--- Page extract ---
▼
Tool use enables large language models to solve complex tasks through sequences of API calls, yet existing reinforcement learning approaches fail to scale to multi-step composition settings. Outcome-based rewards provide only sparse feedback, while trajectory-supervised rewards depend on annotated reference solutions, penalizing valid alternatives and limiting scalability. We propose TIER: Trajectory-Invariant Execution Rewards, a reward framework that derives supervision directly from function schemas and runtime execution, rather than from reference trajectories. The reward decomposes into format validity, schema adherence, execution success, and answer correctness, providing dense, interpretable sequence-level feedback derived from fine-grained verification of individual steps of tool use. This design allows any valid execution path to receive credit, naturally supporting multiple solution strategies and adapting to evolving tool interfaces. On DepthBench, a compositional benchmark stratified by depth (1 to 6 steps), TIER achieves >90% accuracy across steps, where trajectory-supervised rewards collapse beyond step-4. We further demonstrate consistent gains on benchmarks like BFCL v3 and NestFUL. Ablation studies confirm that all reward components are necessary, highlighting the importance of multi-level supervision for compositional reasoning.

Editorial analysis

A structured set of objections, weighed in public.

Desk editor's note, referee report, simulated authors' rebuttal, and a circularity audit. Tearing a paper down is the easy half of reading it; the pith above is the substance, this is the friction.

Referee Report

2 major / 2 minor

Summary. The manuscript introduces TIER, a reward framework for reinforcement learning on multi-step tool composition. TIER derives dense, trajectory-invariant supervision directly from function schemas and runtime execution outcomes rather than reference trajectories, decomposing the reward into format validity, schema adherence, execution success, and answer correctness. On the DepthBench benchmark stratified by depth (1–6 steps), TIER reports >90% accuracy across all depths while trajectory-supervised baselines collapse beyond depth 4; consistent gains are also shown on BFCL v3 and NestFUL, with ablations indicating that all four reward components are necessary.

Significance. If the central empirical claims hold under more rigorous validation of the execution feedback, the work would offer a meaningful advance in scaling RL for compositional tool use. By crediting any valid execution path without penalizing alternatives, TIER addresses a key limitation of trajectory supervision and could improve robustness when tool interfaces evolve. The explicit multi-level decomposition and reported depth-wise scaling on DepthBench are the primary contributions.

major comments (2)
▲
--- Task instructions ---
Reproduce the passage of the TIER page extract word for word, from "A structured set" up to and including "is the friction.".

[Entries from a point annotation set]
▼
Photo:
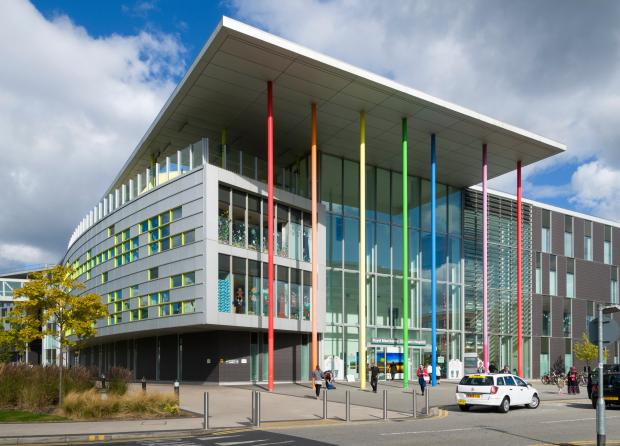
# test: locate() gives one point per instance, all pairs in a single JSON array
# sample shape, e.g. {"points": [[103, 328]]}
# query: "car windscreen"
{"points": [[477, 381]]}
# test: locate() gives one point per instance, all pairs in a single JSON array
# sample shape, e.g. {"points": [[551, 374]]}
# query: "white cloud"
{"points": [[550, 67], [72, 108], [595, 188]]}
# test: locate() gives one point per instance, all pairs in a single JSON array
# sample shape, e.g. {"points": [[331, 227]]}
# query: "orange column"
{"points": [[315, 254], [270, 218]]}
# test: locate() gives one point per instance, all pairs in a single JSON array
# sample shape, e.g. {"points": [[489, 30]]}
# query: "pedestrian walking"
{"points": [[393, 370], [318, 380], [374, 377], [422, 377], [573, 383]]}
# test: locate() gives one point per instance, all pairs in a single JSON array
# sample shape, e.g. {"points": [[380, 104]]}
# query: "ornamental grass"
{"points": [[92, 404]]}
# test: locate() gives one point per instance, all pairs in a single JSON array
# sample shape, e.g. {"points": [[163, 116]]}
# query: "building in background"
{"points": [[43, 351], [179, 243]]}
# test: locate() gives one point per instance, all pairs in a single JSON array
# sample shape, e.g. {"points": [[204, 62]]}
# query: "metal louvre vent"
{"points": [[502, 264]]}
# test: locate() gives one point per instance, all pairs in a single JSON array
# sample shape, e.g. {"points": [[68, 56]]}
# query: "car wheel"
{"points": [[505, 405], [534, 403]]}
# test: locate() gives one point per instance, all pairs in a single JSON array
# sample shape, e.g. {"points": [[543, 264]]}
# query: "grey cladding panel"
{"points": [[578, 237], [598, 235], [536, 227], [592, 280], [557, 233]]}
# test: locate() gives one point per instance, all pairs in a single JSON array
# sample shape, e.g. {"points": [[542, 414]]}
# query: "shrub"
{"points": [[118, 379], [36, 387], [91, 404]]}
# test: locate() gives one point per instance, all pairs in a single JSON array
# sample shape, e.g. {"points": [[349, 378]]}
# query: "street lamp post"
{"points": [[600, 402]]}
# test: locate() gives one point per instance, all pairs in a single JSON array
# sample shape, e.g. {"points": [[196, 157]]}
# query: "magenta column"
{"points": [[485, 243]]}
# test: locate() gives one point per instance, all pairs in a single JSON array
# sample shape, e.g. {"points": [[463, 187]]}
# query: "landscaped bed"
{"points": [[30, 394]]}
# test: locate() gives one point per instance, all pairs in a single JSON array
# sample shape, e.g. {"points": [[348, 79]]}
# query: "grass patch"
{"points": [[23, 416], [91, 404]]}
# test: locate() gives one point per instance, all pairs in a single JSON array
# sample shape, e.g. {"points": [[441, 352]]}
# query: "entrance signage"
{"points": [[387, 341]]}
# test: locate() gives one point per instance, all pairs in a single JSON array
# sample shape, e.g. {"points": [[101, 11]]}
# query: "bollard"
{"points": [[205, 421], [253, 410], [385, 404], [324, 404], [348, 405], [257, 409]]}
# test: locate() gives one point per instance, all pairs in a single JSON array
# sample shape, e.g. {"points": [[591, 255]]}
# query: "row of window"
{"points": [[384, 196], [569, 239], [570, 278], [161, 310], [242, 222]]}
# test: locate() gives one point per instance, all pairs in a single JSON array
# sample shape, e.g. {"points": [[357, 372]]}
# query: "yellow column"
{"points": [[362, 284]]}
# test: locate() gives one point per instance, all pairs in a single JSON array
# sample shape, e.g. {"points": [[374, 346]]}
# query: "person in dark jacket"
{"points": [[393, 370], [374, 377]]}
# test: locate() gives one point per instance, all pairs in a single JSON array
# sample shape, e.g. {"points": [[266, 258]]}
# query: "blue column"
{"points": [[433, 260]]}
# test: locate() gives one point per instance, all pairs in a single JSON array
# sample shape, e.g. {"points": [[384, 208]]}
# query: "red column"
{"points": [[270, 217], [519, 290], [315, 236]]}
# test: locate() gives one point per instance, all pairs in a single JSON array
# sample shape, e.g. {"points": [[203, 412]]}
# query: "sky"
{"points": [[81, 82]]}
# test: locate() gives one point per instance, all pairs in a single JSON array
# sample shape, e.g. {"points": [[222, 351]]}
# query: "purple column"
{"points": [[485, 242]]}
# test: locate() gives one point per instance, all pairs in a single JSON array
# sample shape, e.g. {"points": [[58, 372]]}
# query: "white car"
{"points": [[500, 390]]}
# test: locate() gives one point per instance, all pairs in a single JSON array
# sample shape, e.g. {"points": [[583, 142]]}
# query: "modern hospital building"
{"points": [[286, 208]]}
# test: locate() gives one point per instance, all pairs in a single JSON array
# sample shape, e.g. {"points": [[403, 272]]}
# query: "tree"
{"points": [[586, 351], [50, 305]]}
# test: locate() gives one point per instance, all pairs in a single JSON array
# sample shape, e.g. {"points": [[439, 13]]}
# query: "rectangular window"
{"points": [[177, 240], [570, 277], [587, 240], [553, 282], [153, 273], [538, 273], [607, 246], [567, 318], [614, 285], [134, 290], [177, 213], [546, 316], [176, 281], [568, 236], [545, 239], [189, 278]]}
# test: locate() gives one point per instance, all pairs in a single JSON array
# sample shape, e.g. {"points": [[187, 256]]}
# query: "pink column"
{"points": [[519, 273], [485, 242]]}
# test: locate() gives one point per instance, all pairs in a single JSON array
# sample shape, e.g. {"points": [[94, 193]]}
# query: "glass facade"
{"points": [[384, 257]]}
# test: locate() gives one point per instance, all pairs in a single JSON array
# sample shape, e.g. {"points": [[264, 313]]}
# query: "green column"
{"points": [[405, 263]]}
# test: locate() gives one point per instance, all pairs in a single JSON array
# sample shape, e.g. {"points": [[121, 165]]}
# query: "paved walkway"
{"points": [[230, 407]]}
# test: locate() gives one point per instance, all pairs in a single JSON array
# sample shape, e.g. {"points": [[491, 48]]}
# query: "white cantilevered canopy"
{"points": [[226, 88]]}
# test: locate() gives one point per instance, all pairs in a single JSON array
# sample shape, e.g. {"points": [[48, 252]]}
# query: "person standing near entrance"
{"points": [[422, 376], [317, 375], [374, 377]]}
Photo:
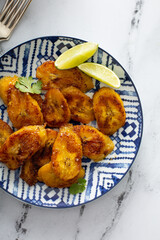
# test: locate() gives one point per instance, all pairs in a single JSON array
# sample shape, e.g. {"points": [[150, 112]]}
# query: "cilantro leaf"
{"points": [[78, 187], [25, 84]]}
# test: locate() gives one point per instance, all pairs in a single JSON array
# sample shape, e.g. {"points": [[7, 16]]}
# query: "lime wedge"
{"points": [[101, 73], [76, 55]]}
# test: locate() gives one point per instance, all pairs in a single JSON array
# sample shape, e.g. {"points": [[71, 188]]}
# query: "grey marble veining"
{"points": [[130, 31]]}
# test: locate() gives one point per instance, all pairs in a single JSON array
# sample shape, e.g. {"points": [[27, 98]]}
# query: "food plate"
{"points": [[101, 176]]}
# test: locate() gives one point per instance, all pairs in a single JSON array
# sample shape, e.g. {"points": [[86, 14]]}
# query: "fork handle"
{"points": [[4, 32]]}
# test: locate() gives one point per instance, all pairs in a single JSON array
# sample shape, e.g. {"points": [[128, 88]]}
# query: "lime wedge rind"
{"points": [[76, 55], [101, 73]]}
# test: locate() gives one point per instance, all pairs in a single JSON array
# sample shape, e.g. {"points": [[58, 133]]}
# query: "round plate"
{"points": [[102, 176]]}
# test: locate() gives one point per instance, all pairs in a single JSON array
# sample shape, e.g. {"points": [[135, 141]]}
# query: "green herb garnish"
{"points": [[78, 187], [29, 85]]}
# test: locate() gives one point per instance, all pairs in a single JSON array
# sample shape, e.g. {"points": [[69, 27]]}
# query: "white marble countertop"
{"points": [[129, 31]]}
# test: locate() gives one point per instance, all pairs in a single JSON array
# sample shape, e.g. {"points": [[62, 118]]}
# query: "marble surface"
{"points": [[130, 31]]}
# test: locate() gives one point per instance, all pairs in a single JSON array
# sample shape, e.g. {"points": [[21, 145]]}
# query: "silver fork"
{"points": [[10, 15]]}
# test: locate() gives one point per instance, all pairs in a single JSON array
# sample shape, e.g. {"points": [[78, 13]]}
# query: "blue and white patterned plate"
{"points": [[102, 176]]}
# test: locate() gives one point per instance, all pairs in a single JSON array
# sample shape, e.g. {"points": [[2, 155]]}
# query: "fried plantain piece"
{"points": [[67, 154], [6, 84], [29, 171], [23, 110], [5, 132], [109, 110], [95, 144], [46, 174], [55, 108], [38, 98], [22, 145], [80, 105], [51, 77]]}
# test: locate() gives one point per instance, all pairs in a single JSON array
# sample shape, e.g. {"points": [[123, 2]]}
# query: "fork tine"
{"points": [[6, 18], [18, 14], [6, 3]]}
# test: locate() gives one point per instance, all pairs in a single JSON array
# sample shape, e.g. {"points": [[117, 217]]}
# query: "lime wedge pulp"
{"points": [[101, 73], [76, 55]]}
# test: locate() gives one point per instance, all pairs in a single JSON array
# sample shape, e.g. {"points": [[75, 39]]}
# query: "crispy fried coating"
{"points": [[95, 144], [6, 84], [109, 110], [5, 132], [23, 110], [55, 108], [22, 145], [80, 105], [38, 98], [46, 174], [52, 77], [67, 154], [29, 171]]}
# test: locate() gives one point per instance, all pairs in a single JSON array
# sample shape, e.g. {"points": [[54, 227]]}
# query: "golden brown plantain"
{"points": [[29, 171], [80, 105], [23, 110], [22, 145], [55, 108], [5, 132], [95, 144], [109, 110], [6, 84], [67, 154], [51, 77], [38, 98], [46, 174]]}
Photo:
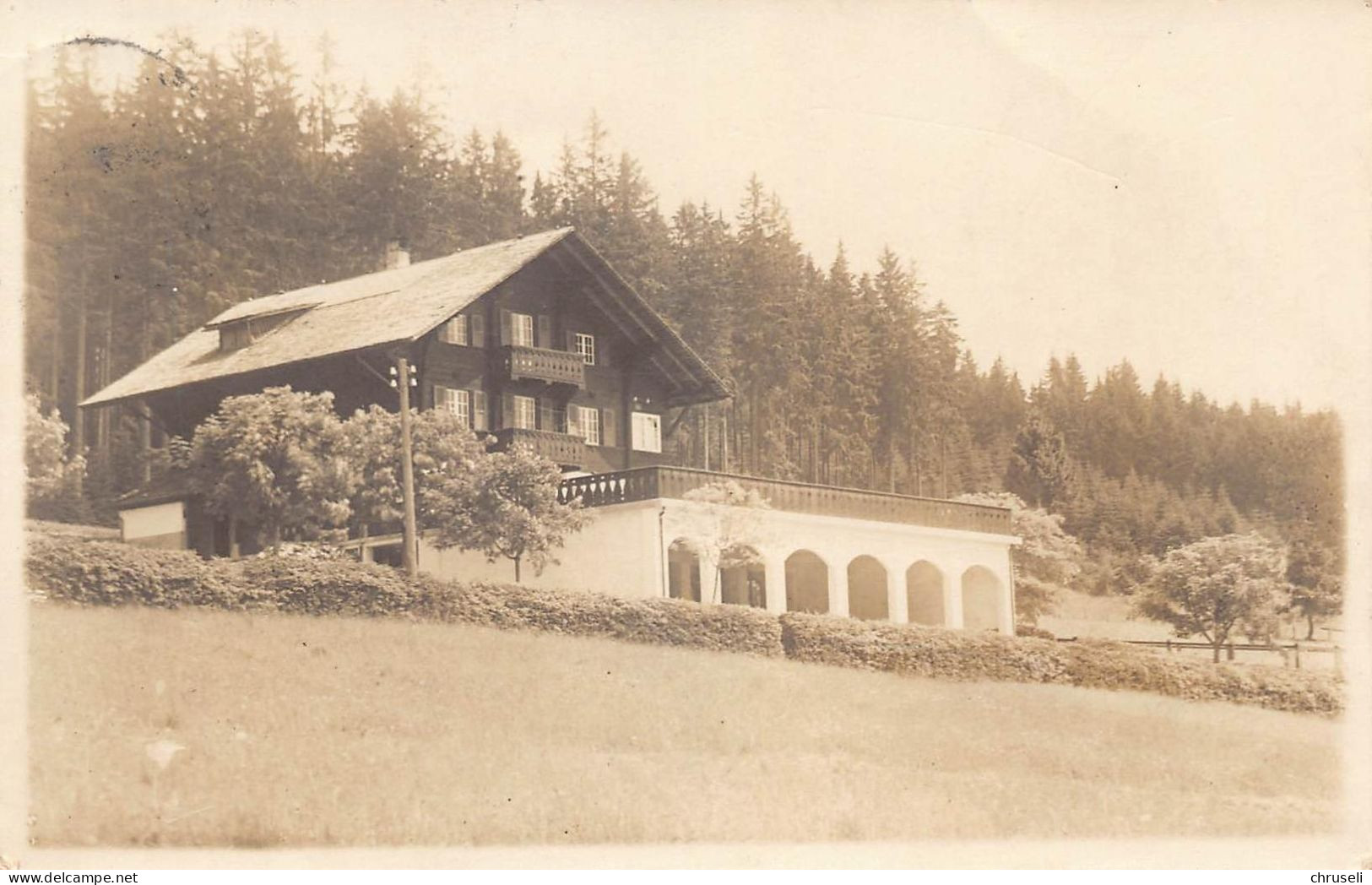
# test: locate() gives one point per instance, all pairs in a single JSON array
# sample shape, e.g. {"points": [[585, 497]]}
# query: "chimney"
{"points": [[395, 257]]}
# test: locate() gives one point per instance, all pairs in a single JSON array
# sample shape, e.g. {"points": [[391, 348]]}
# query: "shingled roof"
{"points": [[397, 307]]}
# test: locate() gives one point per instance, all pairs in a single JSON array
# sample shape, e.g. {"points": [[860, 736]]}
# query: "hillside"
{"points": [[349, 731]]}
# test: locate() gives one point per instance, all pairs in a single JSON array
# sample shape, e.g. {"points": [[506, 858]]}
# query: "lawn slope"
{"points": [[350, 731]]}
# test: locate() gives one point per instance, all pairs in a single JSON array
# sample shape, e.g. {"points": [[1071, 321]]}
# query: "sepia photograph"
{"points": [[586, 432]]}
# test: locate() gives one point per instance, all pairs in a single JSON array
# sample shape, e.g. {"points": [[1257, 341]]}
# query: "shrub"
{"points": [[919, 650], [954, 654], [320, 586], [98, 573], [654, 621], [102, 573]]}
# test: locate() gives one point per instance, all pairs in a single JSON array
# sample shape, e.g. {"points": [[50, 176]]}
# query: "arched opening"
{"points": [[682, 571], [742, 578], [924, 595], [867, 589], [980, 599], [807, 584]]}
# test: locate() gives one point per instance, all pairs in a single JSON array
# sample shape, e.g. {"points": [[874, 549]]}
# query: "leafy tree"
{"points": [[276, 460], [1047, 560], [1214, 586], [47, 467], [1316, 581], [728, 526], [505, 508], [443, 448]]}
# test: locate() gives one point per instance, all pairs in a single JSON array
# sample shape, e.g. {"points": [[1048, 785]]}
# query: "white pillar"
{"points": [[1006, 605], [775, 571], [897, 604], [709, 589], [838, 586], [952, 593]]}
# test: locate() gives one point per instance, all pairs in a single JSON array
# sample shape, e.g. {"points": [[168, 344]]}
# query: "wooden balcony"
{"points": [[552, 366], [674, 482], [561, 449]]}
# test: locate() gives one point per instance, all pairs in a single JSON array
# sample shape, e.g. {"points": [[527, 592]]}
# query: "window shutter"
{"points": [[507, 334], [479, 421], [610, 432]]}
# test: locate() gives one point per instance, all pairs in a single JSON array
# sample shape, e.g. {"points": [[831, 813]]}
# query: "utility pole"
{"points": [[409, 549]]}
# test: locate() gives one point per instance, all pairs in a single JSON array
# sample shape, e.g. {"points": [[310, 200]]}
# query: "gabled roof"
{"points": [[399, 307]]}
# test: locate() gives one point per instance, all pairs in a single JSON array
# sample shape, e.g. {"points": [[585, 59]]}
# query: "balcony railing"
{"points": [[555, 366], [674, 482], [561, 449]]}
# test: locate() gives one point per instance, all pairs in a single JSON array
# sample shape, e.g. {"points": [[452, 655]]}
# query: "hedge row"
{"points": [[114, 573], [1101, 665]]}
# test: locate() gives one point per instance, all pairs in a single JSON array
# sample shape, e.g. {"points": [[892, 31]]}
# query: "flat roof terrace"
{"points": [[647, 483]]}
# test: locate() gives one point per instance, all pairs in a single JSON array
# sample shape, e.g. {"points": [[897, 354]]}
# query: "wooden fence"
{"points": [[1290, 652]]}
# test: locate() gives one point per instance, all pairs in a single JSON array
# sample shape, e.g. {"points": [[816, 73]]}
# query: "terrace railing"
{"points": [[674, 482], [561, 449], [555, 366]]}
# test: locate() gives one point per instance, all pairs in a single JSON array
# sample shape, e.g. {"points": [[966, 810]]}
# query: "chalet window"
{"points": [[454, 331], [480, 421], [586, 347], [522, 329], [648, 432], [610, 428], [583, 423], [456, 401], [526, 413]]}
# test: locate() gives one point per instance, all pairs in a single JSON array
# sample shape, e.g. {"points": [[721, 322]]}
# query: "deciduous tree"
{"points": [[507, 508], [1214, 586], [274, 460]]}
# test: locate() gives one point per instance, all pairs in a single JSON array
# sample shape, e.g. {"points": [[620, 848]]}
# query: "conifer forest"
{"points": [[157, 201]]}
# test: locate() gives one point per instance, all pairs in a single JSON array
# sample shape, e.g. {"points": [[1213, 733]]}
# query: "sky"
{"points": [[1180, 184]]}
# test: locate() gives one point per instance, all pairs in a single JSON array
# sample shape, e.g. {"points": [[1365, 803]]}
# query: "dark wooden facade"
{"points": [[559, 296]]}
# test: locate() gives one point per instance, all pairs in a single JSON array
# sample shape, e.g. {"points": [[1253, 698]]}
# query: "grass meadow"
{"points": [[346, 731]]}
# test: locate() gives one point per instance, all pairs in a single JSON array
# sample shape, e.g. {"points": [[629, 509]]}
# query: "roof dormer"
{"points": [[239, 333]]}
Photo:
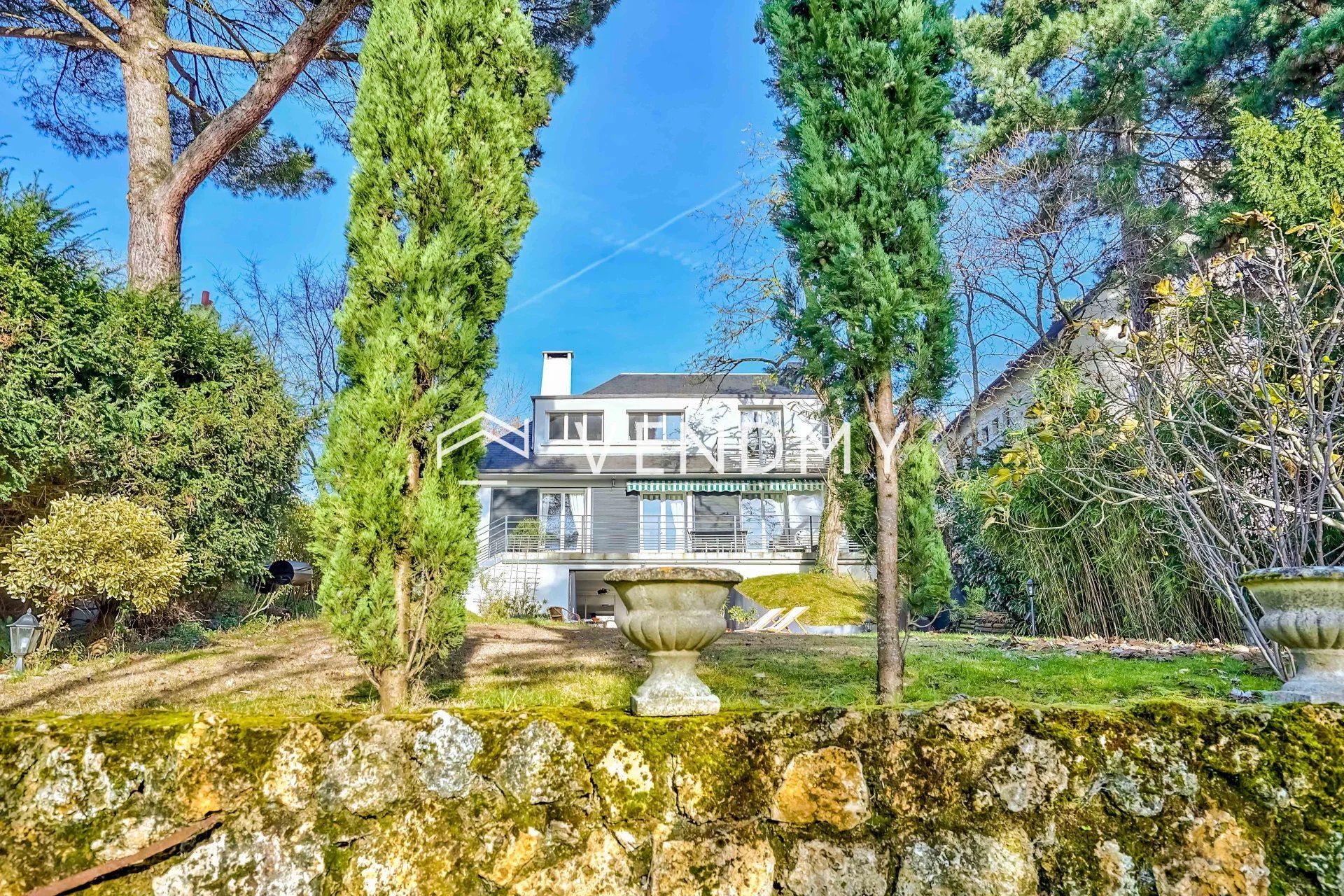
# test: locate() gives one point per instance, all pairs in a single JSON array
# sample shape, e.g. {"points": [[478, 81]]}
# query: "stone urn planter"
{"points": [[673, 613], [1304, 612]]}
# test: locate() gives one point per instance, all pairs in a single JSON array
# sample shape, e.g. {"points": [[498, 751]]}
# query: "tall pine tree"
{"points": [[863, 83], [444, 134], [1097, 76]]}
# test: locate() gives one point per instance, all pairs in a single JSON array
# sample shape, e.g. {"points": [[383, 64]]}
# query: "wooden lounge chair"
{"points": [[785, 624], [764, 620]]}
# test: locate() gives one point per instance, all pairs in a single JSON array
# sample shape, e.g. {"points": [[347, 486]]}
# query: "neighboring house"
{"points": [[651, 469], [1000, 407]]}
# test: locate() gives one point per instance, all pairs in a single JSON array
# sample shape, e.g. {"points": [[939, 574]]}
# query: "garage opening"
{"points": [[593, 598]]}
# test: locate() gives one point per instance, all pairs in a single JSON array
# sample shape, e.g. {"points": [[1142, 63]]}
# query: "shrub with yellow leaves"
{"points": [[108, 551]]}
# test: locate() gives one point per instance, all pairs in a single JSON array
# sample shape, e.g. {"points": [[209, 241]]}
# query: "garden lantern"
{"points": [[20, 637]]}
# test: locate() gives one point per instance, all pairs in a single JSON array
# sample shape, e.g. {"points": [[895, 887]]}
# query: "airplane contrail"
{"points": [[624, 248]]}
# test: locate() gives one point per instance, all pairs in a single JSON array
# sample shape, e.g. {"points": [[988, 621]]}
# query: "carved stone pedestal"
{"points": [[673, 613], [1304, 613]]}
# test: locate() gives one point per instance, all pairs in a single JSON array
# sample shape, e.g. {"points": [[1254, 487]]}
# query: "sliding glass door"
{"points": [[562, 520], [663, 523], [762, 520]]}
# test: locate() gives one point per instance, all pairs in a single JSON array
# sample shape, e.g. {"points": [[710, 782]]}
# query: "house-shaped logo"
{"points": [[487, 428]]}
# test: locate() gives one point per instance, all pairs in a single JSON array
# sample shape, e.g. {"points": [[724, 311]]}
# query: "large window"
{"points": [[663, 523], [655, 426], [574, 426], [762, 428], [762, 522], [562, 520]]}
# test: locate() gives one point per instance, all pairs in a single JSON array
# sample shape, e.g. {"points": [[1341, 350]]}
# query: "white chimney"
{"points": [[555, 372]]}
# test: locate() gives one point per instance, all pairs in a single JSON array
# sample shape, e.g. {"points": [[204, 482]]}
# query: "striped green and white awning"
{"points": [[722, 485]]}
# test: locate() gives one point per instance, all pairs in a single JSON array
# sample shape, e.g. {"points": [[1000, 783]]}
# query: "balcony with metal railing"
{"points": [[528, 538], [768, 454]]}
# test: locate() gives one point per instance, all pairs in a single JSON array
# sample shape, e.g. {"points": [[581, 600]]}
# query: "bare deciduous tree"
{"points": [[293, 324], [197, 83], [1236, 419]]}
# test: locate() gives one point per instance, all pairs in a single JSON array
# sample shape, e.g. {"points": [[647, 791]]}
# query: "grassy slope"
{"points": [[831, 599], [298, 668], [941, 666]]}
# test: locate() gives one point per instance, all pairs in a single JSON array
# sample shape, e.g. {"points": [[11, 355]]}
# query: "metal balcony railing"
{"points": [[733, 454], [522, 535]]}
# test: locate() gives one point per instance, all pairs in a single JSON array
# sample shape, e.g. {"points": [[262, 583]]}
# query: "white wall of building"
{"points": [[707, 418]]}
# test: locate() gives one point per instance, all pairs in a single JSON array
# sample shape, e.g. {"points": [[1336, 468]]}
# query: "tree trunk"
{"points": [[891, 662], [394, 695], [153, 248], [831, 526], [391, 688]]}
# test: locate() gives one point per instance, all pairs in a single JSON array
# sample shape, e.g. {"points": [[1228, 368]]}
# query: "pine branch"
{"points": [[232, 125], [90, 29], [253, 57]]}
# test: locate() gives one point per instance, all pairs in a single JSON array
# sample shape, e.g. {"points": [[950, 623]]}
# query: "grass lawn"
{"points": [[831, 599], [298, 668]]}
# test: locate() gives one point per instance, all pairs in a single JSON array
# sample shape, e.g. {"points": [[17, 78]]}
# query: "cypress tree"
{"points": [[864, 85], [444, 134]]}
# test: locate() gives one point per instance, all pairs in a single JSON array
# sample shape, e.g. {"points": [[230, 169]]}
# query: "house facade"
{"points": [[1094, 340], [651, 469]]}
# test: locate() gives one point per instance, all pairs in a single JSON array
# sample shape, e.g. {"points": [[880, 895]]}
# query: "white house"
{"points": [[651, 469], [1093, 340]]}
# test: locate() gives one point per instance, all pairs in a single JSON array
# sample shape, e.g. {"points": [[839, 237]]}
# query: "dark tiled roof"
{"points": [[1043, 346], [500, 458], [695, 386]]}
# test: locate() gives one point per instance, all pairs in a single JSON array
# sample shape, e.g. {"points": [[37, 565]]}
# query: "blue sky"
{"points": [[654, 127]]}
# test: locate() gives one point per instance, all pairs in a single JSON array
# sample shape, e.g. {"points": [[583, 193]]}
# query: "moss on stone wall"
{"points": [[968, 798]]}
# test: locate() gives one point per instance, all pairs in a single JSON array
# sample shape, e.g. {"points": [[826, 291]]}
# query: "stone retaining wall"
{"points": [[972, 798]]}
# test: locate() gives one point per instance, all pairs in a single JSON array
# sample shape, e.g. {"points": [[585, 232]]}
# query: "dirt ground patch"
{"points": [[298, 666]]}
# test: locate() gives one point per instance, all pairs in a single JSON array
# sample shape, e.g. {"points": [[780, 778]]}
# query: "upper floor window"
▲
--- Answer for the task ---
A structured set of objections, weighed in public.

Desk editor's note, referee report, simulated authors' rebuttal, and a circularity audit. Tearing a paper down is the easy half of reading it; the pith above is the substance, this is the friction.